Task data below:
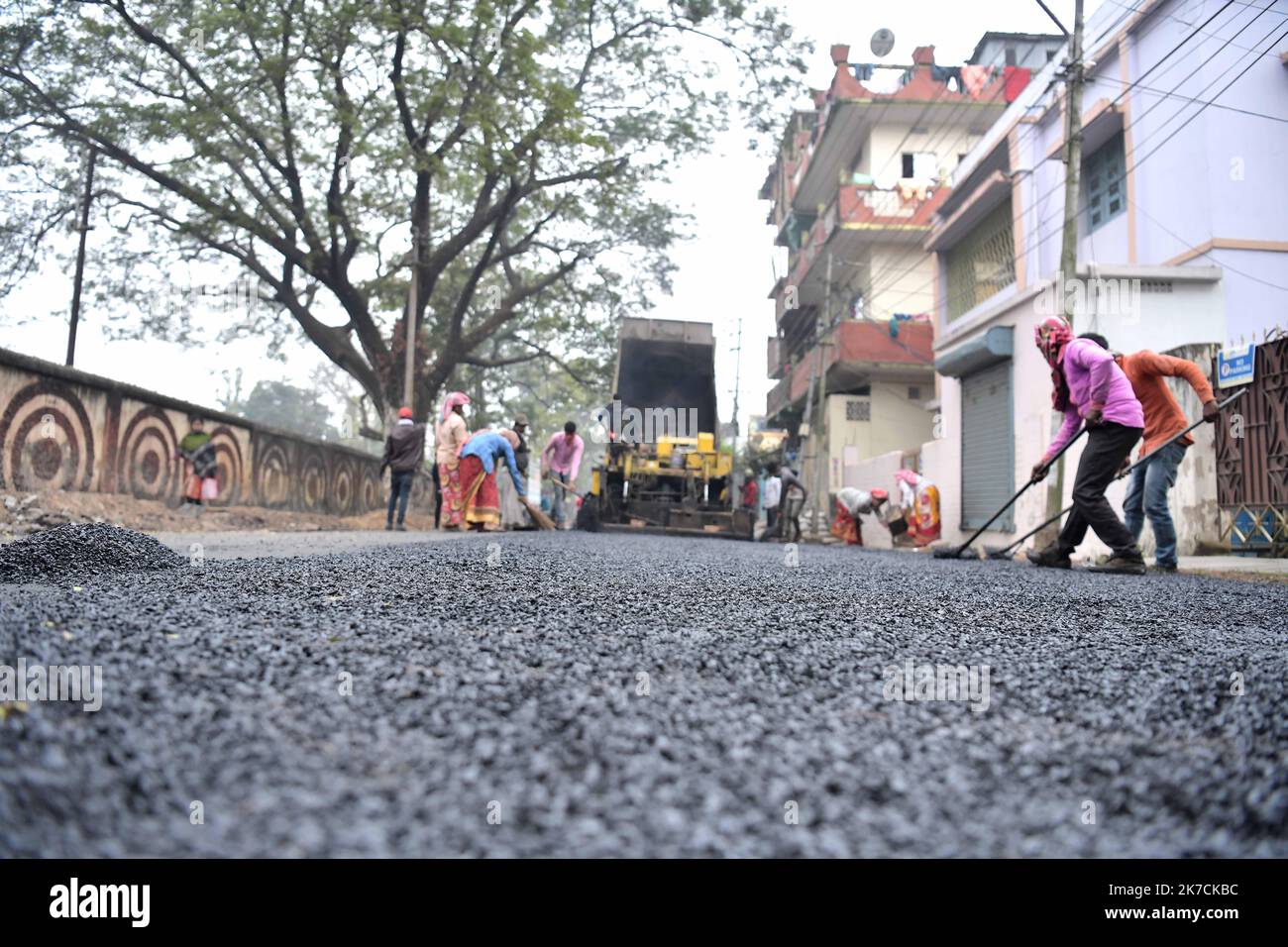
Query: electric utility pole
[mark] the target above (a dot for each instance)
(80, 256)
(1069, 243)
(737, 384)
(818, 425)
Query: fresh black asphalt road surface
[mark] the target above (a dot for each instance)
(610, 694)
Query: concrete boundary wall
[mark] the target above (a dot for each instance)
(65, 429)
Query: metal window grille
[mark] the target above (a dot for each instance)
End of Task data.
Task data below:
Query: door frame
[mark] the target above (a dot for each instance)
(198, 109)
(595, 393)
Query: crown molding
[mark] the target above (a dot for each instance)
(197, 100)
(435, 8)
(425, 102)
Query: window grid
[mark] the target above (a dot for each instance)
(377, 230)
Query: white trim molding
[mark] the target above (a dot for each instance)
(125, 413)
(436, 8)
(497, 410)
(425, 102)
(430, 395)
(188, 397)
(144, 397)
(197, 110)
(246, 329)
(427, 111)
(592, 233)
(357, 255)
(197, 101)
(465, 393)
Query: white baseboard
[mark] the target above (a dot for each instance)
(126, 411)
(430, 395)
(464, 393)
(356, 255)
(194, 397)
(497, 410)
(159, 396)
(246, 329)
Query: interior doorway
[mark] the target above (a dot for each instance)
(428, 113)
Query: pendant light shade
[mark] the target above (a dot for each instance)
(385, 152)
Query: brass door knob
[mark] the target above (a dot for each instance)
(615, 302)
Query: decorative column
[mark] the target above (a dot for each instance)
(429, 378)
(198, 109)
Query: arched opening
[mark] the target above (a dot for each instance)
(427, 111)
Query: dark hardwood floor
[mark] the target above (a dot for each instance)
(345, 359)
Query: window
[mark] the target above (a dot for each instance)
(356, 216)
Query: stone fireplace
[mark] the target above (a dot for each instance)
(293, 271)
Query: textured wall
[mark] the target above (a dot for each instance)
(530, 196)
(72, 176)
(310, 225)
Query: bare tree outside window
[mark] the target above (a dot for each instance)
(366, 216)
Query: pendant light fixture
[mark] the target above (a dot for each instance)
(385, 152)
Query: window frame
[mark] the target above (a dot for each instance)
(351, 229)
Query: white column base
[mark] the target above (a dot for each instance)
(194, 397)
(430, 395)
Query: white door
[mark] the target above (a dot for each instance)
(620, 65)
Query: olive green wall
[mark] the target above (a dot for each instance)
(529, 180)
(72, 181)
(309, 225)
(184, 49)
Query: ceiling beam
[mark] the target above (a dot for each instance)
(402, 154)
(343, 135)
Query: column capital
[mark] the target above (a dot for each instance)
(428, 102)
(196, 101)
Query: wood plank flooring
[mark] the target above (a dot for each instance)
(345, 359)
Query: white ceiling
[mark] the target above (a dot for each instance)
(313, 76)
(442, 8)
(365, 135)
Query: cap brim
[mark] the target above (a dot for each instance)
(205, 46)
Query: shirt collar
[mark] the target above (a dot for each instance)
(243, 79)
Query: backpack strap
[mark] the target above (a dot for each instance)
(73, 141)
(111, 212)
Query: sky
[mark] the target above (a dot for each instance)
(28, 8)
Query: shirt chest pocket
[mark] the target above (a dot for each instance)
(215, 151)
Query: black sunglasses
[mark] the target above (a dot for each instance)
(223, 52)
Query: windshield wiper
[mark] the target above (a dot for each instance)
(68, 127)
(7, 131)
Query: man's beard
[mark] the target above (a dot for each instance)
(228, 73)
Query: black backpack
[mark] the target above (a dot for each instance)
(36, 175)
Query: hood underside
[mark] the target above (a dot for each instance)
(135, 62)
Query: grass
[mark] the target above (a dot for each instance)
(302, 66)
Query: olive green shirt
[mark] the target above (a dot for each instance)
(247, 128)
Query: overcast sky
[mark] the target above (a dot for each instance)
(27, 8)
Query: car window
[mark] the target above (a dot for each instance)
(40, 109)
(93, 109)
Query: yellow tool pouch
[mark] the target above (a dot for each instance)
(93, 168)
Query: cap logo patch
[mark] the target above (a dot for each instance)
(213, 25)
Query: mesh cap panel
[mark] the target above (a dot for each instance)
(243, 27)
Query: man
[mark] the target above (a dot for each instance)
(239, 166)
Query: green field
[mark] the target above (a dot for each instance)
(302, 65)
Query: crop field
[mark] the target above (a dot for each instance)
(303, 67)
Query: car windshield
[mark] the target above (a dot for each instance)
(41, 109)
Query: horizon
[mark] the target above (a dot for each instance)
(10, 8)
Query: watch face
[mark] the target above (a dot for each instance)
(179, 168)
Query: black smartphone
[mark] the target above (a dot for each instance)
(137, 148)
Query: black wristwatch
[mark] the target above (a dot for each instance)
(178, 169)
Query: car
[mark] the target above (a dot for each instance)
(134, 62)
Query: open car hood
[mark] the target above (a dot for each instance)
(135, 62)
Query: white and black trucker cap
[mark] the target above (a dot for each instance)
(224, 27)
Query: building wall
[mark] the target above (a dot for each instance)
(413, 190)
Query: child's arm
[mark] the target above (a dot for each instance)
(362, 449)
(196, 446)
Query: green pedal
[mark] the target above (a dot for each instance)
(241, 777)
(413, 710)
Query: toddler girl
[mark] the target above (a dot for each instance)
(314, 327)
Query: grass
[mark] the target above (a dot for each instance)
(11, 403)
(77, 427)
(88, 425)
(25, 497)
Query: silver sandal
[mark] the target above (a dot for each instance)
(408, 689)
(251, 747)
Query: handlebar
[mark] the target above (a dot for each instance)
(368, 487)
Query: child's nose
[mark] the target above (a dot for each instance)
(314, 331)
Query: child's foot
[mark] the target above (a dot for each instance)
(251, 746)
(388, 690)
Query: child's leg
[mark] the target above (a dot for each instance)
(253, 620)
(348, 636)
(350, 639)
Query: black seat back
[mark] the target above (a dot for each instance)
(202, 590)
End of Task data.
Going back to the entries above, set down exactly the lines that begin at the one with "Query: decorative column" and end at the one with "Query: olive green wall", both included, and nothing else.

Query: decorative column
[mark] the target above (a dot for each instance)
(429, 378)
(198, 109)
Query: arched opening
[mark] the target above (a dot for each instance)
(427, 111)
Query: dark hardwood floor
[mark] the target above (a dot for each instance)
(345, 359)
Query: window
[mark] the target above (a dot for each instance)
(356, 216)
Query: stone fireplace
[mark] the target above (a dot for each instance)
(293, 271)
Query: textured wall
[mark] the target above (a dot for each instance)
(530, 196)
(72, 176)
(310, 225)
Query: bare tree outside window
[mark] the target above (a dot for each instance)
(366, 216)
Query: pendant light fixture
[mark] the target above (a dot for each instance)
(385, 152)
Query: window frame
[mark] the target above (a dot for each instance)
(351, 229)
Query: white column base
[mark] the target above (a dot for each instance)
(194, 397)
(430, 395)
Query: white door
[mark] the target above (a dot for each instance)
(620, 65)
Query: olive green wall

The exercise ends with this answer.